### Task requirements:
Exactly reproduce the line containing "Class, locate every instance of the student wearing" together with every line after it, through the end of the entries, and give nothing more.

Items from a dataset
#####
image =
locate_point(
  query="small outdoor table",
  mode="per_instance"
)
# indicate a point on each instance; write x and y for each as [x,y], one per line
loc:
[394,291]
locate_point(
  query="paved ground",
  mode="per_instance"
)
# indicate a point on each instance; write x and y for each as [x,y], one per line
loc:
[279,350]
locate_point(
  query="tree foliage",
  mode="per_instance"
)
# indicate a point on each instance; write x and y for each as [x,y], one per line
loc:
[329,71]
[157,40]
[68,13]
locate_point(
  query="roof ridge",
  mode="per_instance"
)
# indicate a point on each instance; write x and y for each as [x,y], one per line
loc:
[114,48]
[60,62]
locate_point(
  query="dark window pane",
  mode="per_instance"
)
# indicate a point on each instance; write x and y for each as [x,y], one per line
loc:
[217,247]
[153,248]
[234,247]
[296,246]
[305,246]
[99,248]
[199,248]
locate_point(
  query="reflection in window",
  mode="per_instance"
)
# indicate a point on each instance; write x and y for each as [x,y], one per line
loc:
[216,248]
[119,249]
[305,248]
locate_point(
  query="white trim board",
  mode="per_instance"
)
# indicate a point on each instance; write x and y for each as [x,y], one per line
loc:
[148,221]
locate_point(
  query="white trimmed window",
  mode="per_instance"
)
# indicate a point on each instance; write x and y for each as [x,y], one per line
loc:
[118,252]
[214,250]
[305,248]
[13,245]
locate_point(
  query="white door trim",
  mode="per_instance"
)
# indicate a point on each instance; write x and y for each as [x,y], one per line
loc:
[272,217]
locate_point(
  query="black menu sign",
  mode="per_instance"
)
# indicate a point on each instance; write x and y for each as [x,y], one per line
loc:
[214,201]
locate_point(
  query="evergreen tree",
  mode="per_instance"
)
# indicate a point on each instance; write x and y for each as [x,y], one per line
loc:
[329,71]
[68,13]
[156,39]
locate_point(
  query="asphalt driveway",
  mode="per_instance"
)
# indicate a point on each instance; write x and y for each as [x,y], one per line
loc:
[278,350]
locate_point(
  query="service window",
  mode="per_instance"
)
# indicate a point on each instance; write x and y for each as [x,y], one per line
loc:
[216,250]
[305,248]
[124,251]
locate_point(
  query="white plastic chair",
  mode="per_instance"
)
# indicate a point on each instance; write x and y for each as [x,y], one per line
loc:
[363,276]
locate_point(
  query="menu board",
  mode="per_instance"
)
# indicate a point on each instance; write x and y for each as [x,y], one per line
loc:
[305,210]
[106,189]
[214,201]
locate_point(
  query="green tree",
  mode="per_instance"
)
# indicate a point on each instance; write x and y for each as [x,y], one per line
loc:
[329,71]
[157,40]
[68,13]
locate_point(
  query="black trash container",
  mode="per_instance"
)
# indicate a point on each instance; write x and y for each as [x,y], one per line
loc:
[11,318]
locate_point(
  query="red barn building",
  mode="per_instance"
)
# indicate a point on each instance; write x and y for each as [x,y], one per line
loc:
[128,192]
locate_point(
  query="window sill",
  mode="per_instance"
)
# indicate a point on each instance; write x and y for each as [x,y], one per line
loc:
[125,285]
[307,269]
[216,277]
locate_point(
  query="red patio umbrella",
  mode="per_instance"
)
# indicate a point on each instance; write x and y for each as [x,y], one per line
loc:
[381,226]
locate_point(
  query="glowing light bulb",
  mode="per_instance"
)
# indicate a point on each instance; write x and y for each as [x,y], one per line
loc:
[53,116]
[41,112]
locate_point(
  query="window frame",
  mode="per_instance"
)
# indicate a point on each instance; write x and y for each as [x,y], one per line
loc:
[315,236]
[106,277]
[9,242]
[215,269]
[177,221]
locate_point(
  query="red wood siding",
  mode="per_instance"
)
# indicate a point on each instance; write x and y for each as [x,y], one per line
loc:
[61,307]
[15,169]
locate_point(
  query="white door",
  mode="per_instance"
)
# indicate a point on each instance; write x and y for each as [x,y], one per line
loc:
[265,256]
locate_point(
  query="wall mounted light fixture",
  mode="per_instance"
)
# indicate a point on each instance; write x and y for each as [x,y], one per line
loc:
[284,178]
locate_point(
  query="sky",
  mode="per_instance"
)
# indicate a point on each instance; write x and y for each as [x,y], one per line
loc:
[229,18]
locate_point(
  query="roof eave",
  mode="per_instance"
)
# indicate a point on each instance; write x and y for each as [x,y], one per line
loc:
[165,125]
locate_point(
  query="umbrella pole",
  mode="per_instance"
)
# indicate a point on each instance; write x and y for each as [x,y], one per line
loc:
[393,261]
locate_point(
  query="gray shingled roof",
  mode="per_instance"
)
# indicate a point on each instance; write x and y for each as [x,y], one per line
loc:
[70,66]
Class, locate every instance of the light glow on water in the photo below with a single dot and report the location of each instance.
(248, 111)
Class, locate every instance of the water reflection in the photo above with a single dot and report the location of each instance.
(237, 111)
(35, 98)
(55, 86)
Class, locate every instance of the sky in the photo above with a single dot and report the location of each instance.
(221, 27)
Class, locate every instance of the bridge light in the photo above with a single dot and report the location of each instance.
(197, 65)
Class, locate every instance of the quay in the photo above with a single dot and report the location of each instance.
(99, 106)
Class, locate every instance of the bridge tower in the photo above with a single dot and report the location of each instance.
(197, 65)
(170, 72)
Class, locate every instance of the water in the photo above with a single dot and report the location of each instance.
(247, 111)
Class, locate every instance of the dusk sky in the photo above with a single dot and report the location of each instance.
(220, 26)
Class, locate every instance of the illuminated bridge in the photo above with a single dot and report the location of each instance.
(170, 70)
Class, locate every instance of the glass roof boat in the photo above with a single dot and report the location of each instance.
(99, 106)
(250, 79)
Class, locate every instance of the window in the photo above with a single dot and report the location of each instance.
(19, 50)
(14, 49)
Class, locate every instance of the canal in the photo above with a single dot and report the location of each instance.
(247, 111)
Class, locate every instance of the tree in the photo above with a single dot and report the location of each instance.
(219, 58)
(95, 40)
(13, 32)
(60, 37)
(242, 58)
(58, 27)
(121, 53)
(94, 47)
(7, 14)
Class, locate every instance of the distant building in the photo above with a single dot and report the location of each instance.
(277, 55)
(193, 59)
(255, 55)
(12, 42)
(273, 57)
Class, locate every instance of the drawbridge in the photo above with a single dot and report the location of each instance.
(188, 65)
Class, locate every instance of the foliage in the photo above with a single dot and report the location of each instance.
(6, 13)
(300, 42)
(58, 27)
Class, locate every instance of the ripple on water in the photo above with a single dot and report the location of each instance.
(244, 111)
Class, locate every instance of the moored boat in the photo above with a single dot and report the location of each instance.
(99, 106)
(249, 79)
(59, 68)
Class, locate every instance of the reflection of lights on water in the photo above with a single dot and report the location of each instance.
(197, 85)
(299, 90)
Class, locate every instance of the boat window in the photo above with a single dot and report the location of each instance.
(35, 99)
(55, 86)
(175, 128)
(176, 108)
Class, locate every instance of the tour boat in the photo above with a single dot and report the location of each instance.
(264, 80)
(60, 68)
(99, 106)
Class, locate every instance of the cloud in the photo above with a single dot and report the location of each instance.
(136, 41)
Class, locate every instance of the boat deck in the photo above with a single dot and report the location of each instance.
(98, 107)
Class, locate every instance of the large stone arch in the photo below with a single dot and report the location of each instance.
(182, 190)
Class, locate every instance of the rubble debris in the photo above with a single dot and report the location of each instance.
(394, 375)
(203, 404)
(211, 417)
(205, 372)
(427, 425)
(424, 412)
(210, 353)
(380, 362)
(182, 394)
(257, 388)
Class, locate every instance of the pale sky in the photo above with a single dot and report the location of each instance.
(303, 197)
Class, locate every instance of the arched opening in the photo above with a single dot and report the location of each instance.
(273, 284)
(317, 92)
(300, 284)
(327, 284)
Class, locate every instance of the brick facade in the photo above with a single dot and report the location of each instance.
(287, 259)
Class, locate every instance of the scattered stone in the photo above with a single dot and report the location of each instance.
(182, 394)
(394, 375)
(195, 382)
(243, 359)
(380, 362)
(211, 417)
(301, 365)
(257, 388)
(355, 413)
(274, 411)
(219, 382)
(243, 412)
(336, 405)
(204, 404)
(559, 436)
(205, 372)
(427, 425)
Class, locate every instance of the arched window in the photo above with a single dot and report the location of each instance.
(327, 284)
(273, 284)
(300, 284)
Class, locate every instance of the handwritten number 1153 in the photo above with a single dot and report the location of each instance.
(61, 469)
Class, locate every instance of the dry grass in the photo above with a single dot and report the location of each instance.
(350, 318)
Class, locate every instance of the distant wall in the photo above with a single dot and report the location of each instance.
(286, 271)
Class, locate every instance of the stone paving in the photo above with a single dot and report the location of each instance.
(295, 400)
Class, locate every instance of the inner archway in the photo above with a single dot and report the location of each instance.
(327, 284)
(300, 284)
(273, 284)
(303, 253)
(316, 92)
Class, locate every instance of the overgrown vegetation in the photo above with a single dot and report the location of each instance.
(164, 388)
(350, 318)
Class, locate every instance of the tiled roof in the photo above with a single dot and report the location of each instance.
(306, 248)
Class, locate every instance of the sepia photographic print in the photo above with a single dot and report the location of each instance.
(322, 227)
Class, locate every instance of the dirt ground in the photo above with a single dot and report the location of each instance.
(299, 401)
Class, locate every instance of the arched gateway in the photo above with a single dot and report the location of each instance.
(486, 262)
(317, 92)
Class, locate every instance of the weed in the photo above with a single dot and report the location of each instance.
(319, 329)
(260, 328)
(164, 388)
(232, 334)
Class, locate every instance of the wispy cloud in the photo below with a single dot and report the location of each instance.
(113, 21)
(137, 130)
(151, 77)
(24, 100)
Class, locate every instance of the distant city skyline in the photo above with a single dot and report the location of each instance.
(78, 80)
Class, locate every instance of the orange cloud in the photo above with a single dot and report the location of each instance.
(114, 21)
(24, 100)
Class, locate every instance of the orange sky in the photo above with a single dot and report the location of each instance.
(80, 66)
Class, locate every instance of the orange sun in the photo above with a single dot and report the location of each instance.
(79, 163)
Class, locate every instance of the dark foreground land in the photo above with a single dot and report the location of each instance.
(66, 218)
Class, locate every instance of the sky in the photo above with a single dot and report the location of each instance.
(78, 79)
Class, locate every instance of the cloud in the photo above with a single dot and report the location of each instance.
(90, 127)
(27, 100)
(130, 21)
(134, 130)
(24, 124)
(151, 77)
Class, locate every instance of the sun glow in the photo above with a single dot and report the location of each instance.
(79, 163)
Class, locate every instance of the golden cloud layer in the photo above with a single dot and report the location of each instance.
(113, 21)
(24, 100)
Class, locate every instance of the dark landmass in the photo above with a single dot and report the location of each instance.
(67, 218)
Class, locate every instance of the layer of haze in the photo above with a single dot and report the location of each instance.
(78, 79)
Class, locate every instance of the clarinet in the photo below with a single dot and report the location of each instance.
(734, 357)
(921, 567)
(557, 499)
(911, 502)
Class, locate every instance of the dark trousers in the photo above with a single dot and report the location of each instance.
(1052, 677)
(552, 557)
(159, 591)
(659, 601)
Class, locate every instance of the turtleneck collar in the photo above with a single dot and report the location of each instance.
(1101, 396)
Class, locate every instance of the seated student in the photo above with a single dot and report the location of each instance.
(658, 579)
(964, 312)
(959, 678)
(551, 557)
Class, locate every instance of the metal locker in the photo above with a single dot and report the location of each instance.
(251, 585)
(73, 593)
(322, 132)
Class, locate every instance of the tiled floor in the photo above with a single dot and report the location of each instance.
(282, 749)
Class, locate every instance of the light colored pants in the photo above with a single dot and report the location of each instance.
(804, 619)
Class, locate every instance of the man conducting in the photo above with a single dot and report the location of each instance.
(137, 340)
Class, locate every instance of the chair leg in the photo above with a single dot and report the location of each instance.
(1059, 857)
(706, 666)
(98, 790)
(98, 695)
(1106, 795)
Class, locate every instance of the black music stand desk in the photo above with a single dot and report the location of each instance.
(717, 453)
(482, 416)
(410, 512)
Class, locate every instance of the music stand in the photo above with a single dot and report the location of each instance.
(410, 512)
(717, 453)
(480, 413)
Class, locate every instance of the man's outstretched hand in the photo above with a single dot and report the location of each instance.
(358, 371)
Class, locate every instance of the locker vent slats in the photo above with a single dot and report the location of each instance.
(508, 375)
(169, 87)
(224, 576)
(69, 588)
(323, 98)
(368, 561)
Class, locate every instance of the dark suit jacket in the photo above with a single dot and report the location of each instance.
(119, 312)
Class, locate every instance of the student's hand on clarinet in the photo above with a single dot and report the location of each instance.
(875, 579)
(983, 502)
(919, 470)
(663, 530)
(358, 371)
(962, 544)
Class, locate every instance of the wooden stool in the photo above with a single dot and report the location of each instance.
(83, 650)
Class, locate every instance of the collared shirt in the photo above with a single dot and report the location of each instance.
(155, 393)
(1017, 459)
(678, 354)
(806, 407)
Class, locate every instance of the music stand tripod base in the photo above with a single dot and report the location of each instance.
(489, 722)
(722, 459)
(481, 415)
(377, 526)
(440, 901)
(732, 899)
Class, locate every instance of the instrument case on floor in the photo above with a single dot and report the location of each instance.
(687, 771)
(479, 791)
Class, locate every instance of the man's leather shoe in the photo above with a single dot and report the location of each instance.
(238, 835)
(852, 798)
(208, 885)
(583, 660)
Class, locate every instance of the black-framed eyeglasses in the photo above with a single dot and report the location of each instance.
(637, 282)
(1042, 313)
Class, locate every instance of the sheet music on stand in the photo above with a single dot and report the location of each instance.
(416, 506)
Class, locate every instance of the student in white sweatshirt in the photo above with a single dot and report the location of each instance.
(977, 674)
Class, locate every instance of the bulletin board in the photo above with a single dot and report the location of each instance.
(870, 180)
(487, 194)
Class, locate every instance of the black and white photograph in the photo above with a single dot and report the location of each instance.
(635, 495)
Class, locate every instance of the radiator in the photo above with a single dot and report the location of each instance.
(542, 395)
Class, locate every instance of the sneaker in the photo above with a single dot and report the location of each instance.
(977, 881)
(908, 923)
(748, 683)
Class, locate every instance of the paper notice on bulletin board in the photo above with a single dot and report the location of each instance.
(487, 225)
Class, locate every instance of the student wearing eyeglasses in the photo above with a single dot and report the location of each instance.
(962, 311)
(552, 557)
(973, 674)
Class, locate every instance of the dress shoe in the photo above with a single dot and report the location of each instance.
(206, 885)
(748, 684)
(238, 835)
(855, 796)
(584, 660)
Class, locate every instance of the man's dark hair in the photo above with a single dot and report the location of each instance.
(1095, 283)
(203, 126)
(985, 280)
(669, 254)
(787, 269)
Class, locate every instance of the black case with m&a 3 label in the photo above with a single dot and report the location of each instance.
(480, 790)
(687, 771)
#####
### Solution to this exercise:
Class, locate every instance of the student wearing eyeglasses in the photo above with a single dot and report the location of each instance.
(962, 311)
(552, 557)
(973, 674)
Class, locate every instance of the dress shoe in the photo above with a single dot and report the location of each instance.
(206, 885)
(748, 684)
(238, 835)
(855, 796)
(584, 660)
Class, locate every instance of the man's dark hair in the photo above with a single dot and report the location of each instance.
(1095, 283)
(203, 126)
(985, 280)
(669, 254)
(787, 269)
Class, locate every instance of the black case with m&a 3 label in the photo above with a single dot and report the location of each instance.
(480, 790)
(687, 771)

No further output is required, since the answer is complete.